FRAGMENTO PROPORCIONADO ->
|---|

Mario Casalla
(Especial para Punto Uno)
A la locura de insistir en construir un muro entre su país y México, Trump le agregó otra de sus provocaciones típicas: acaba de anunciar la “estricta vigencia” de la célebre Doctrina Monroe, proclamada por vez primera en 1823.
Recordemos que ésta surge en el siglo XIX –cuando ya crujía el enorme imperio español en nuestro continente- y otras potencias europeas (Inglaterra, Francia y Rusia, especialmente) empezaban a frotarse las manos y a entusiasmarse con un posible reparto de las riquezas del Nuevo Mundo.
Pero EEUU, ya firmemente asentado en su territorio, hizo rápidamente reserva de sus intereses y “cantó” –al mundo en general y a Europa en particular- aquello de: “América para los americanos”, pero como ya se había apropiado del gentilicio “América”, esto equivalió en la práctica a proclamar: “América para los norteamericanos”! Y poco a poco se vio que la cosa venía en serio.
Fronteras que se dilatan
El primer cuarto del siglo XIX se nos fue a los latinoamericanos en guerrear contra España y en formar esas pequeñas “repúblicas” independientes, muchas de ellas hasta geográficamente inviables. Las cuatro décadas posteriores fueron para pelearnos entre nosotros, dentro y fuera de cada una de ellas. En síntesis, que transcurrieron casi setenta años de guerras civiles y regionales en la vieja Hispanoamérica, que nos dejaron tan exhaustos como pobres.

|---|

Entradas de un conjunto de datos de señalamiento:

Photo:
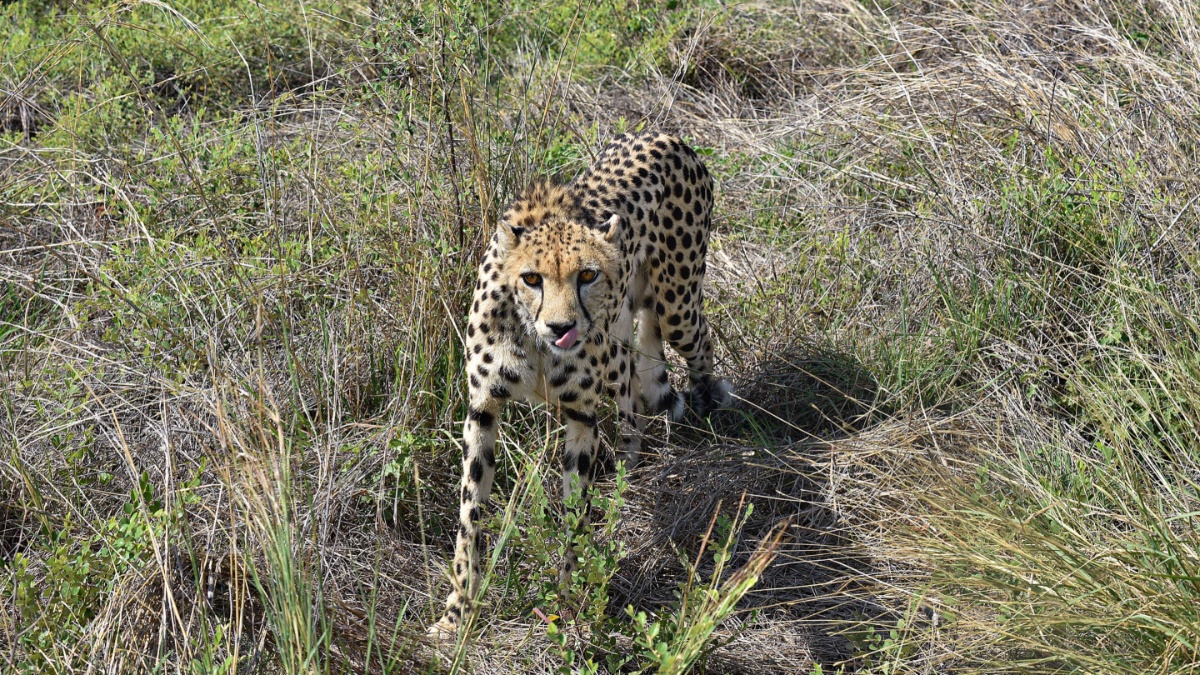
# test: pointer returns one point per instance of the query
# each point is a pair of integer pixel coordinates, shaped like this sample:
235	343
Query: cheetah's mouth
568	340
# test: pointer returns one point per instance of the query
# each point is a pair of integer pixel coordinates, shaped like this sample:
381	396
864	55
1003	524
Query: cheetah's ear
510	233
611	227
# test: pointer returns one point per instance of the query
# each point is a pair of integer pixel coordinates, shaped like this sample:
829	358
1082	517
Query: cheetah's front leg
478	471
580	451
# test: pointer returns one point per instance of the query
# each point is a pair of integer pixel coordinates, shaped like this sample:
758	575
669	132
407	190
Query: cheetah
552	320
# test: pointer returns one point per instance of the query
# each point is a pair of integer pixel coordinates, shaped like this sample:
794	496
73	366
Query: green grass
953	278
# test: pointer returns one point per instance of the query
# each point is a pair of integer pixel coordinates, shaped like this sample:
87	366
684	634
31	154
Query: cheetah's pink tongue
567	340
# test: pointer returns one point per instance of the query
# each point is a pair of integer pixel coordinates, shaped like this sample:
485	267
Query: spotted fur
565	276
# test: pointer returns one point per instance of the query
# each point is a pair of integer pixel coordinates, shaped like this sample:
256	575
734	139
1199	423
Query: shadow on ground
775	451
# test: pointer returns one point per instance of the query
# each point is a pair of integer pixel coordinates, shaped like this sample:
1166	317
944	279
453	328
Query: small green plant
675	641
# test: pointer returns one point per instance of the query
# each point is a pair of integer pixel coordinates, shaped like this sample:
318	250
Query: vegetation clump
953	275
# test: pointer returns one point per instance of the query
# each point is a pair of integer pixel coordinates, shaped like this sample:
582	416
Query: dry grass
953	278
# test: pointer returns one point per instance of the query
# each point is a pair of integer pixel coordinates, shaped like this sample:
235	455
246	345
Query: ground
952	276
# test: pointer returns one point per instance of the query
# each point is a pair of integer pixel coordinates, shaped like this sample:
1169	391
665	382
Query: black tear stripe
581	417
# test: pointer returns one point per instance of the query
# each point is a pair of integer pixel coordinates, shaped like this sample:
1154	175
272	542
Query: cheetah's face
564	279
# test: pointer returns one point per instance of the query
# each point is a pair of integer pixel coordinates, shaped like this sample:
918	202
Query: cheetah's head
564	273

|---|

TAREA ASIGNADA ->
Según el fragmento sobre la Doctrina Monroe, ¿por qué la consigna «América para los americanos» equivalía en la práctica a proclamar «América para los norteamericanos»?

RESPUESTA ->
Porque EEUU ya se había apropiado del gentilicio «América». Por eso, al decir «americanos», la consigna se refería en la práctica a los norteamericanos.